TASK PROMPT:
Only the lines from the one with "Mark all occurrences of golfer's arm" to the end of the data below should be given again, exactly as written.

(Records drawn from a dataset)
========================================================================
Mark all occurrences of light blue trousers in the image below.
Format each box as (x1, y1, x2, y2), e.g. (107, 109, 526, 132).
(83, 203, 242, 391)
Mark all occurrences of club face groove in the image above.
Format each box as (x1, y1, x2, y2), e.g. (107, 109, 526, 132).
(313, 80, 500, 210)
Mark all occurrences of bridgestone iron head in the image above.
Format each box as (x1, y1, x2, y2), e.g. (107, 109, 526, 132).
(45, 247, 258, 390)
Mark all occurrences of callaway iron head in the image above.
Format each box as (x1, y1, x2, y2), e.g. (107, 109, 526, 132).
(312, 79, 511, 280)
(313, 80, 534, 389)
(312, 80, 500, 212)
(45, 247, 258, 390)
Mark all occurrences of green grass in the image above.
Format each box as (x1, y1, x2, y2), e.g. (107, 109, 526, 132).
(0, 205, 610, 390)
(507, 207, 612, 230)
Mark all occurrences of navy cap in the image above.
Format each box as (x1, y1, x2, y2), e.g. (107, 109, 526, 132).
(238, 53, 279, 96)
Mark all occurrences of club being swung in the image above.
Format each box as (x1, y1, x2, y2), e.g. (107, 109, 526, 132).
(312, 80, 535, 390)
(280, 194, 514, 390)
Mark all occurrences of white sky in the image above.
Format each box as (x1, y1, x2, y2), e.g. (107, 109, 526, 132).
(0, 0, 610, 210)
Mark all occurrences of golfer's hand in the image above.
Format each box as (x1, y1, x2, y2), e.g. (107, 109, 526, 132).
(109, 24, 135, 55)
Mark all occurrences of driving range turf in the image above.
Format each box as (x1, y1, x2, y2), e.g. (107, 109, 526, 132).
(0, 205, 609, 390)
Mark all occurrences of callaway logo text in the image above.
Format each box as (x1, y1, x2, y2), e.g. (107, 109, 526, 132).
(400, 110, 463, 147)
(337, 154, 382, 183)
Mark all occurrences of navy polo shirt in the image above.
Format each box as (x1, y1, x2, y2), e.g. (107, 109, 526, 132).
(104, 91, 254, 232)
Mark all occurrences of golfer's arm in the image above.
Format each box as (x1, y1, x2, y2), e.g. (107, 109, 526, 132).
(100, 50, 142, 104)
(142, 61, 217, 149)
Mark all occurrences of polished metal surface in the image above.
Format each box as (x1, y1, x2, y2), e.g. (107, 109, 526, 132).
========================================================================
SOLUTION:
Mark all occurrences of golfer's arm in the image above.
Format each box as (x1, y1, x2, y2), e.g. (107, 109, 526, 132).
(100, 50, 142, 104)
(142, 61, 217, 149)
Mark all occurrences of polished metal surface in the image above.
Format each box as (x1, y1, x2, y2), e.g. (107, 109, 526, 132).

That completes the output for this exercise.